# REQUEST
Copy everything from "Prairies provide food" down to "projects along greenways." in the habitat restoration text, swapping "pollinators" for "bees and butterflies".

Woodlands in the St. Louis region clean the air and water, provide food and shelter for a variety of native wildlife, and hold soil in place. Many of the forested areas in our region have become overgrown with non-native plants, such as Bush Honeysuckle. Left unchecked, these fast growing and aggressive plants have the ability to take over an entire ecosystem. Working with partners and volunteers, Great Rivers Greenway has been taking steps to remove these invasive plants, replacing them with native trees and shrubs.
Prairies provide food and shelter for a diversity of pollinators. Prairie roots store carbon, prevent erosion, and absorb water during heavy rains. The prairies of North America once covered more than 200 million acres including much of the St. Louis region. Sadly, less than 1% of prairie habitat remains today. Once established, these plants require little to no ongoing maintenance and provide immense benefits to native wildlife. With all these benefits in mind, we have been working with partners on several large prairie restoration projects along greenways.
Great Rivers Greenway works to restore and maintain the long-term health of the waterways that parallel many of our greenways. We partner with several organizations around the region to hold scheduled cleanup days, such as the Confluence Trash Bash and River des Peres Trash Bash, which draw hundreds of volunteers to pool their efforts and remove tons of trash and debris in just a few hours. Beyond trash and tires, the streambanks along many of our region’s waterways have become overgrown with invasive species. We work with partners and volunteers throughout the region to coordinate the removal of these non-native plants, replacing them with native plant varieties with strong root systems. Increasingly, we have utililzed partners and volunteers to plant live willow stakes along waterways. These stakes thrive in wet conditions and grow quickly, providing benefits to the streambanks and wildlife.

# Collected data entries
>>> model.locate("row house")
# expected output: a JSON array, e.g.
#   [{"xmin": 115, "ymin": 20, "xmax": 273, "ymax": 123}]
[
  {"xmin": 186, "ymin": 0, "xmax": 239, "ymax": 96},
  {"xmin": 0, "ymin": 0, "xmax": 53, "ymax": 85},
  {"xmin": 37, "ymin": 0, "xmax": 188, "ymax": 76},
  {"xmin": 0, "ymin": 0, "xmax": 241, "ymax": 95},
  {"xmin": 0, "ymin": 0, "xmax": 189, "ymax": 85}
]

# ANSWER FOR THE TASK
Prairies provide food and shelter for a diversity of bees and butterflies. Prairie roots store carbon, prevent erosion, and absorb water during heavy rains. The prairies of North America once covered more than 200 million acres including much of the St. Louis region. Sadly, less than 1% of prairie habitat remains today. Once established, these plants require little to no ongoing maintenance and provide immense benefits to native wildlife. With all these benefits in mind, we have been working with partners on several large prairie restoration projects along greenways.